SOURCE RECORDS -
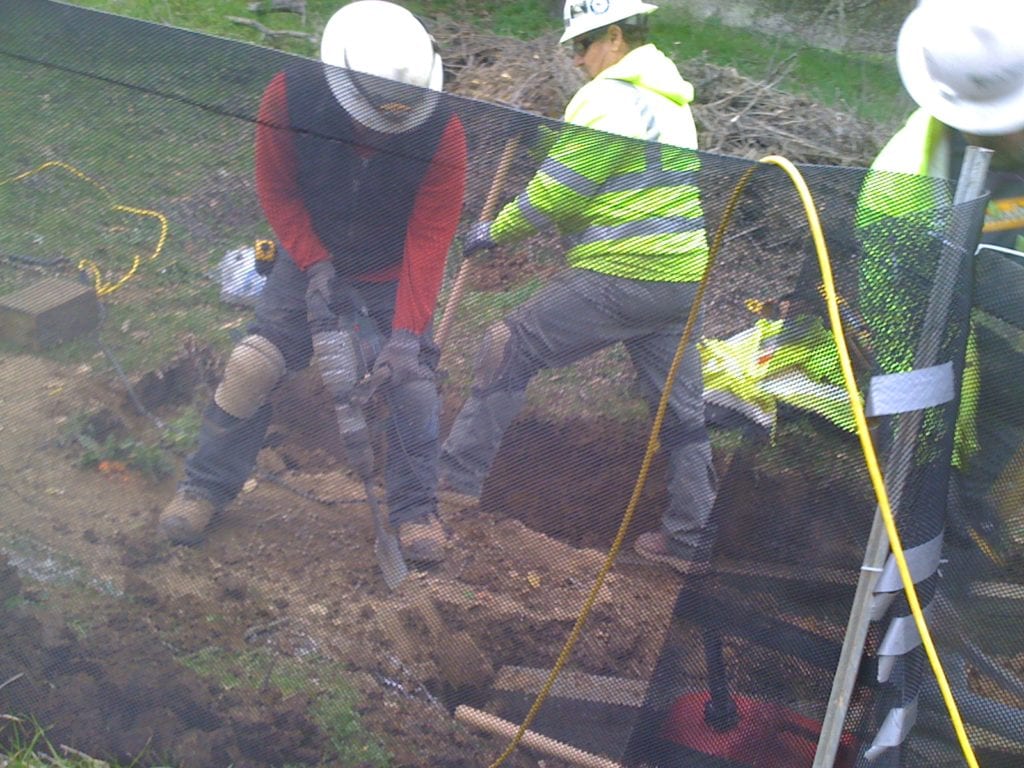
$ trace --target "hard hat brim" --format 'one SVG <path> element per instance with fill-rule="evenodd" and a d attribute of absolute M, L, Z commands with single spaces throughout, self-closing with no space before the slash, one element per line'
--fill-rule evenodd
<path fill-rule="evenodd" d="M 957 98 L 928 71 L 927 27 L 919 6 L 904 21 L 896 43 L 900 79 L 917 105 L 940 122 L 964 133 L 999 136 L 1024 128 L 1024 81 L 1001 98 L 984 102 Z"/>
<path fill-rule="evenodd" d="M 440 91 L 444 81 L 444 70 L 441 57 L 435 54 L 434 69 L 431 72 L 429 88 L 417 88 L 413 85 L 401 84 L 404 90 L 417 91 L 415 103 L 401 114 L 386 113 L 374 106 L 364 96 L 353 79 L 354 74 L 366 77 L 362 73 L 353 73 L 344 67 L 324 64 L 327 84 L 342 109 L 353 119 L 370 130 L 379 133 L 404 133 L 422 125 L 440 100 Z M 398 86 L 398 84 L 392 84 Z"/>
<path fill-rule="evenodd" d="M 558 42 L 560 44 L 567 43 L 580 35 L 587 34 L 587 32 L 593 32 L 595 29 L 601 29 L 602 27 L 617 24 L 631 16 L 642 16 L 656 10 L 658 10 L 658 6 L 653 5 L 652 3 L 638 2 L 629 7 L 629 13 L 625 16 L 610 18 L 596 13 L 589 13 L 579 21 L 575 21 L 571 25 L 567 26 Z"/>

INSTRUCTIONS FOR THE TASK - Output each line of the records exactly. Any picture is skipped.

ANSWER FOR THE TASK -
$ trace --target "hard hat brim" --format 'one SVG <path> element per instance with fill-rule="evenodd" and a d attribute of absolute M, L, Z commands with single spaces throughout, self-closing with no space before the slash, one element per line'
--fill-rule evenodd
<path fill-rule="evenodd" d="M 957 98 L 928 71 L 927 27 L 919 6 L 904 21 L 896 43 L 900 79 L 917 105 L 940 122 L 964 133 L 999 136 L 1024 128 L 1024 81 L 1001 98 L 984 102 Z"/>
<path fill-rule="evenodd" d="M 440 91 L 444 81 L 444 70 L 441 57 L 435 54 L 434 69 L 431 72 L 429 88 L 417 88 L 413 85 L 401 84 L 404 90 L 417 91 L 415 103 L 401 114 L 386 113 L 374 106 L 364 96 L 353 79 L 354 74 L 366 77 L 362 73 L 353 73 L 344 67 L 324 64 L 327 84 L 342 109 L 353 119 L 370 130 L 379 133 L 404 133 L 422 125 L 440 100 Z M 398 86 L 398 84 L 392 84 Z"/>
<path fill-rule="evenodd" d="M 558 42 L 560 44 L 567 43 L 580 35 L 587 34 L 587 32 L 593 32 L 595 29 L 601 29 L 602 27 L 617 24 L 631 16 L 642 16 L 656 10 L 658 10 L 658 6 L 653 5 L 652 3 L 638 2 L 629 7 L 629 13 L 625 16 L 610 18 L 596 13 L 589 13 L 579 21 L 575 21 L 571 25 L 567 26 Z"/>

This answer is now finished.